--- Start SUPPLIED MATERIAL ---

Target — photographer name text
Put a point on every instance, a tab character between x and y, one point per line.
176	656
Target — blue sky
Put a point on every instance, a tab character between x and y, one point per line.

--- End SUPPLIED MATERIAL ---

» EXERCISE OBJECTIVE
Retype every line of the listing above without any changes.

» WORKED SOLUTION
Target — photographer name text
Put a point on every instance, a tab character between x and y, one point per line.
176	656
Target — blue sky
Put a point on every instance, a tab character between x and y, one point per line.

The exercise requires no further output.